Every line holding the string "before" is to be copied from the entries below.

::: Input for this task

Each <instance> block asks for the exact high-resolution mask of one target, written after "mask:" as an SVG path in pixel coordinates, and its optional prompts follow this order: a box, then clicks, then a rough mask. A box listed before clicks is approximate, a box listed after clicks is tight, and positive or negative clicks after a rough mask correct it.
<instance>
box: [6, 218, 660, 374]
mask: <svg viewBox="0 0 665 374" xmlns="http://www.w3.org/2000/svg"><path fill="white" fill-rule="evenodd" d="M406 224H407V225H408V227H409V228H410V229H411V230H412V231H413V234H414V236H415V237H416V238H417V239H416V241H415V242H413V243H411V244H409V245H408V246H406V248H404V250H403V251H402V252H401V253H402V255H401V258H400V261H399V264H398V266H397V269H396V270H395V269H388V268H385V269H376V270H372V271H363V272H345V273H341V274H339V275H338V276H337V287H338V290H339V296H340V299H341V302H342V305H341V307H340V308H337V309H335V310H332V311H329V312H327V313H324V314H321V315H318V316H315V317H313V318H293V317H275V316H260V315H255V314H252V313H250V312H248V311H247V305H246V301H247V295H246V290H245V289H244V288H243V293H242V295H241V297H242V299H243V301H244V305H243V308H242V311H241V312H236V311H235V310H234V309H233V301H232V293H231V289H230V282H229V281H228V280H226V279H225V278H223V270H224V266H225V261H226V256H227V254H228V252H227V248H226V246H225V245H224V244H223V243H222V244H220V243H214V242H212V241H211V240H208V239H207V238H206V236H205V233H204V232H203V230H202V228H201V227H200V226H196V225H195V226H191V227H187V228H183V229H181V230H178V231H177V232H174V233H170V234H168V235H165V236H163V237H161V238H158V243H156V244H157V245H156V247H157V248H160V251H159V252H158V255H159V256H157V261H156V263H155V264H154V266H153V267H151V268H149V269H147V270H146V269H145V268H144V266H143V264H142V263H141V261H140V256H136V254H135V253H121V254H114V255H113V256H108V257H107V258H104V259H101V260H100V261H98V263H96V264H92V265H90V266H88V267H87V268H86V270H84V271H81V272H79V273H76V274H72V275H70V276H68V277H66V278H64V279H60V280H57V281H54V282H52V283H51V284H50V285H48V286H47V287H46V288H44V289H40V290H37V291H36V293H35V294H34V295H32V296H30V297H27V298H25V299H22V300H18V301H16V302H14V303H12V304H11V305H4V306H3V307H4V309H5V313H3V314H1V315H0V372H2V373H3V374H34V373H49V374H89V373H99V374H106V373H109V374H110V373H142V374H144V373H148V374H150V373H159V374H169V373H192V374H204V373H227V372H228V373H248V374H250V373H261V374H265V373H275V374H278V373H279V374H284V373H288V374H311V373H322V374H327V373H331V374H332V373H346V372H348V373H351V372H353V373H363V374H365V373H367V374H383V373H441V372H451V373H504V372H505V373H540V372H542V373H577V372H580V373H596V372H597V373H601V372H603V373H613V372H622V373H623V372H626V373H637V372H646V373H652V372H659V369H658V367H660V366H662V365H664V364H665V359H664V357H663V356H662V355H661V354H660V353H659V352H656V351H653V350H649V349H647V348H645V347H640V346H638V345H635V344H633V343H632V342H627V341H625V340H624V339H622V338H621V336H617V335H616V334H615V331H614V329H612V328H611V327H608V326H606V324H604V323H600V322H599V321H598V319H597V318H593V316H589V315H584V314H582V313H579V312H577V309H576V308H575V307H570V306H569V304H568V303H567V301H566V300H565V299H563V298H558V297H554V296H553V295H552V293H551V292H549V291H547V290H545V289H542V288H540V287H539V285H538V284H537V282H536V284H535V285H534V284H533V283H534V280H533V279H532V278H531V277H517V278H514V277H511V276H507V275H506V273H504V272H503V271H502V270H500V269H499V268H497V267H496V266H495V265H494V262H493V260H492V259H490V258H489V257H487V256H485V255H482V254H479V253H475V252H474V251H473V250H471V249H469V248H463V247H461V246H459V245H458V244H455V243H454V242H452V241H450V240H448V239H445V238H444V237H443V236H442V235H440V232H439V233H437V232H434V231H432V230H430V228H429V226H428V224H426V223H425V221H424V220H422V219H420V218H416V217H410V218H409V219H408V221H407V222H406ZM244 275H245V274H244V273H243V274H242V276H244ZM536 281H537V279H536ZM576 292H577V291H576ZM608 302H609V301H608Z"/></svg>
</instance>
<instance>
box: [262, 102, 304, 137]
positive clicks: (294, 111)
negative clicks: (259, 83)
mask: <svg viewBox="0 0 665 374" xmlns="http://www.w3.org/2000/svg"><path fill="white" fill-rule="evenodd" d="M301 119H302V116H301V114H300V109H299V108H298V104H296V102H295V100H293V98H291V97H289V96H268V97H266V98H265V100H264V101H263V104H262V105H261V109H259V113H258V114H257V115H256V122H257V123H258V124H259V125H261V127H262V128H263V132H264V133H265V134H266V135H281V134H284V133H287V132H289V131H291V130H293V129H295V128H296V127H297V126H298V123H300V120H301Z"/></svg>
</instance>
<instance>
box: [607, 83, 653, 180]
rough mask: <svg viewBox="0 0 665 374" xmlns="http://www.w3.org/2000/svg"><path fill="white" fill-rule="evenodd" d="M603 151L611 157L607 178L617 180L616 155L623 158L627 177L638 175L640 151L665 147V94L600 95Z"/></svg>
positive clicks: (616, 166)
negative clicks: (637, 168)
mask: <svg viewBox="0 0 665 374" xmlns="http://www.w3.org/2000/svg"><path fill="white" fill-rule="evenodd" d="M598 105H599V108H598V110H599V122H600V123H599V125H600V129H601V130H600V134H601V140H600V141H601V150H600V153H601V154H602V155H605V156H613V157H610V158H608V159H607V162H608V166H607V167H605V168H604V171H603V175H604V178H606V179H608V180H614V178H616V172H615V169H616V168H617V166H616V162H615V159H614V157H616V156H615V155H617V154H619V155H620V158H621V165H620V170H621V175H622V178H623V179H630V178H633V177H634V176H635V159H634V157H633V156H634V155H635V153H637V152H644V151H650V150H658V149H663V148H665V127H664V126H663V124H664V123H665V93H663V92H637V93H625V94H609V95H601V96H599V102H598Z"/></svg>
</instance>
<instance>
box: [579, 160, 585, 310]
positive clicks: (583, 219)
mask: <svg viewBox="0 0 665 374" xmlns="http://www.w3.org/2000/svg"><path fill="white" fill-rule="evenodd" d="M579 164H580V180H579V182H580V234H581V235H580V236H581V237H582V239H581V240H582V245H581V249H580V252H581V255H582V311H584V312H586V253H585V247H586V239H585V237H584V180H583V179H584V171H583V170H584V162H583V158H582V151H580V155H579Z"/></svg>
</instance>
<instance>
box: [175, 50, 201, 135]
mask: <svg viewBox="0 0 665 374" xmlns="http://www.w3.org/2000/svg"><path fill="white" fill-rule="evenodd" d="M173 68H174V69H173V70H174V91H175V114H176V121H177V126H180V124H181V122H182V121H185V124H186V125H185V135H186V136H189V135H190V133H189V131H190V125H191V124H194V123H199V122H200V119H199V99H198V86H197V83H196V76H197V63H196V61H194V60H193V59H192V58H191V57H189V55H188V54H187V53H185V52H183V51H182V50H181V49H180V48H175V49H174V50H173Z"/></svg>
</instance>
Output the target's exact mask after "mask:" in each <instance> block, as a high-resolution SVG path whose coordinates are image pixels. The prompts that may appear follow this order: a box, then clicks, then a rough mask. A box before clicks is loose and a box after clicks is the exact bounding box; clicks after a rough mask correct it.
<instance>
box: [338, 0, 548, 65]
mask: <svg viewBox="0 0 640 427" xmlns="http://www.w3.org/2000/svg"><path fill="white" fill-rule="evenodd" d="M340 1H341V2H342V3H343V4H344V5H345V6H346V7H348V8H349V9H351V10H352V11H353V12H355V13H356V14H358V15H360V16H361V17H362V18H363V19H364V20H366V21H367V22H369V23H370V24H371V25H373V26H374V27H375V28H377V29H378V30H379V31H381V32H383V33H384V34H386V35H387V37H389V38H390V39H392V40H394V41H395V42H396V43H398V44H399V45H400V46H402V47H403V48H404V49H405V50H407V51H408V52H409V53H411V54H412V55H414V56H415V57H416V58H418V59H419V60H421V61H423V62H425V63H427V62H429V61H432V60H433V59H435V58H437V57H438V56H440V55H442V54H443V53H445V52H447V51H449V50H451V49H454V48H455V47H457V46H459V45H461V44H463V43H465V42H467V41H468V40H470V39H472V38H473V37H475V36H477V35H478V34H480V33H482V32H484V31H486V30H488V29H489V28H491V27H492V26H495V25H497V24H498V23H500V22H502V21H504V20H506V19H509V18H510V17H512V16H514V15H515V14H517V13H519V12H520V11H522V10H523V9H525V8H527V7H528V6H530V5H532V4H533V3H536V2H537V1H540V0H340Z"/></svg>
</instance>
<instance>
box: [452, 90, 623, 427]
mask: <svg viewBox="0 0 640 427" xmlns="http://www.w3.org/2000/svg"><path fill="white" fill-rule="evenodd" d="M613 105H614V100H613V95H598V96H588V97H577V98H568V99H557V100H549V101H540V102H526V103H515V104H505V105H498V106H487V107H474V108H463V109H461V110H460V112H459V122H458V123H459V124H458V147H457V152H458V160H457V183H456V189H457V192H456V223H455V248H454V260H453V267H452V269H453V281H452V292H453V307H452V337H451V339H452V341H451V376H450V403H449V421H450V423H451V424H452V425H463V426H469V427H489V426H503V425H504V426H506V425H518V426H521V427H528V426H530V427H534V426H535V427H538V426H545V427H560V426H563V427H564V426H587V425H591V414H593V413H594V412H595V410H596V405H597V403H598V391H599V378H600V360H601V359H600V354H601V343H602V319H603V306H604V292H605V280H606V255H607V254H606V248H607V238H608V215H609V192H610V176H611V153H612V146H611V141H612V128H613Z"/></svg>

::::::

**Exercise solution**
Each <instance> block asks for the exact high-resolution mask of one target, written after "mask:" as an SVG path in pixel coordinates, and its optional prompts follow this order: a box, then clicks, then a rough mask. A box listed before clicks is approximate, a box listed after clicks is tight, and positive or negative clicks after a rough mask correct it.
Output the target's exact mask after "mask:" in each <instance> block, as a high-resolution SVG path whose coordinates are image pixels. The prompts that may appear follow this order: a box, then clicks, then a rough mask. A box before clicks is loose and a box after clicks is the exact bounding box; clicks after a rough mask correct it.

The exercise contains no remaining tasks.